▸ SOURCE EXTRACT

+===+

- Born: Ralston Milton Nettleford 3 February 1933 Falmouth, Colony of Jamaica, British Empire
- Died: 2 February 2010 (aged 76) Washington, D.C., U.S.
- Education: University of the West Indies Oriel College, Oxford
- Occupations: Academic; social critic; choreographer;
- Notable work: Mirror, Mirror: Identity, Race and Protest in Jamaica (1970)
- Awards: Order of Merit Gold Musgrave Medal

= Rex Nettleford =

Jamaican academic and choreographer (1933–2010)

Ralston Milton "Rex" Nettleford OM OCC FIJ (3 February 1933 – 2 February 2010) was a Jamaican scholar, social critic, choreographer, and Vice-Chancellor Emeritus of the University of the West Indies (UWI), the leading research university in the Commonwealth Caribbean.

==Biography==
Rex Nettleford was born on February 3, 1933 in Falmouth, Jamaica, Nettleford attended Unity Primary School in Bunkers Hill, Trelawny, and graduated from Cornwall College in Montego Bay, before going to the University of the West Indies (UWI) to obtain an honours degree in history. As a child, he sang and recited in school concerts, sang in the church choir, danced, and began working as a choreographer at the age of 11 with the Worm Chambers Variety Troupe, which helped to fund his studies. At Cornwall College, he acted in productions of the college's drama club, and was published as a poet. He was a recipient of the 1957 Rhodes Scholarship to Oriel College, Oxford, where he received a postgraduate degree in Politics, returning to Jamaica in the early 1960s to take up a position at UWI.

At UWI, he first gained recognition as a co-author (with M. G. Smith and Roy Augier) of a groundbreaking study of the Rastafari movement in 1961. In 1962, Nettleford and Eddy Thomas co-founded the National Dance Theatre Company of Jamaica, an ensemble which under his direction did much to incorporate traditional Jamaican music and dance into a formal balletic repertoire.

For more than twenty years, Nettleford was also artistic director for the University Singers of UWI at Mona campus. The combination of Nettleford as artistic director and Noel Dexter as musical director with the University Singers, saw the creation of what is referred to as "choral theatre".

Beginning with the collection of essays, Mirror, Mirror, published in 1969, and his editing and compiling of the speeches and writings of Norman Manley, Manley and the New Jamaica; in 1971, Nettleford established himself as a serious public historian and social critic. In 1968, he took over direction of the School for Continuing Studies at UWI and then of the Extra-Mural Department. Rex died on February 2, 2010

In 1975, the Jamaican state recognized his cultural and scholarly achievements by awarding him the Order of Merit. He also received the Gold Musgrave Medal (1981) and 13 honorary doctorates, including one in Civil Law from Oxford University. In 1996, he became Vice-Chancellor of the UWI, and held that office until 2004, when he was succeeded by E. Clark Harris.

+===+

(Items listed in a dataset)
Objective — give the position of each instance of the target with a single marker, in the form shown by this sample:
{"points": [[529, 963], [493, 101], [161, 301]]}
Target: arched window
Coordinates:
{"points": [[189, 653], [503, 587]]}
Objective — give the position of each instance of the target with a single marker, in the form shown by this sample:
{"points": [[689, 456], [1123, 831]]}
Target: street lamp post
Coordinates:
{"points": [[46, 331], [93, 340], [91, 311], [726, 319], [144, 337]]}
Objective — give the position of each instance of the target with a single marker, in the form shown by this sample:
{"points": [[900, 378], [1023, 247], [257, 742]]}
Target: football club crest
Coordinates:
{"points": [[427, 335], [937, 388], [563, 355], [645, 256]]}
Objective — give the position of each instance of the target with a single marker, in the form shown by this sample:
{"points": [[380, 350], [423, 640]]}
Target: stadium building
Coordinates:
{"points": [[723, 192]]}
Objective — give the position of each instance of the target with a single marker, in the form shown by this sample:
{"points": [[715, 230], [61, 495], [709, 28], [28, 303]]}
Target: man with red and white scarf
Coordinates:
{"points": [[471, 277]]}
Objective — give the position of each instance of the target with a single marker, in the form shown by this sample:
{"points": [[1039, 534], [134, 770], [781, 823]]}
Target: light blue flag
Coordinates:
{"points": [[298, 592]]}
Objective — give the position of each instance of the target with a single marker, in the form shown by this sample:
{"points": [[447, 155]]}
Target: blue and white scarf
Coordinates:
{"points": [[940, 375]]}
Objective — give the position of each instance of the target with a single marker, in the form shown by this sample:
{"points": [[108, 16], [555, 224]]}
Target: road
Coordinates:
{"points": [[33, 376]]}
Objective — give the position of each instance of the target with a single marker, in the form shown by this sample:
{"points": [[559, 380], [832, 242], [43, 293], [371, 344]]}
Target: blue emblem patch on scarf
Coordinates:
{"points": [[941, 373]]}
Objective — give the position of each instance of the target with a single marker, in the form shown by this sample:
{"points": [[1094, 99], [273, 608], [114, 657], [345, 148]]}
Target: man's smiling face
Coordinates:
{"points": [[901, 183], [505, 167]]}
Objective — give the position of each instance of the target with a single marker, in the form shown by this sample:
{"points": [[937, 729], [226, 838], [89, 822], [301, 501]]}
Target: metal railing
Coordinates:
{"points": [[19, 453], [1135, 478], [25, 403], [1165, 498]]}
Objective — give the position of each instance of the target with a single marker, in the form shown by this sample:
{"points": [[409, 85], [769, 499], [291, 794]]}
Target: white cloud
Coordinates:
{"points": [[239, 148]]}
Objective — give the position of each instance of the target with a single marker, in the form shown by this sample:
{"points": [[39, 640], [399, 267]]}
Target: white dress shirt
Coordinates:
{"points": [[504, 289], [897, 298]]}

+===+

Answer these questions using the Rex Nettleford biography:
1. In what year did Nettleford receive the Rhodes Scholarship to Oriel College, Oxford?
2. With whom did he co-found the National Dance Theatre Company of Jamaica in 1962?
3. Who succeeded him as Vice-Chancellor of the UWI in 2004?
These items have no connection to the Rex Nettleford biography.

▸ EXERCISE ANSWER
1. 1957
2. Eddy Thomas
3. E. Clark Harris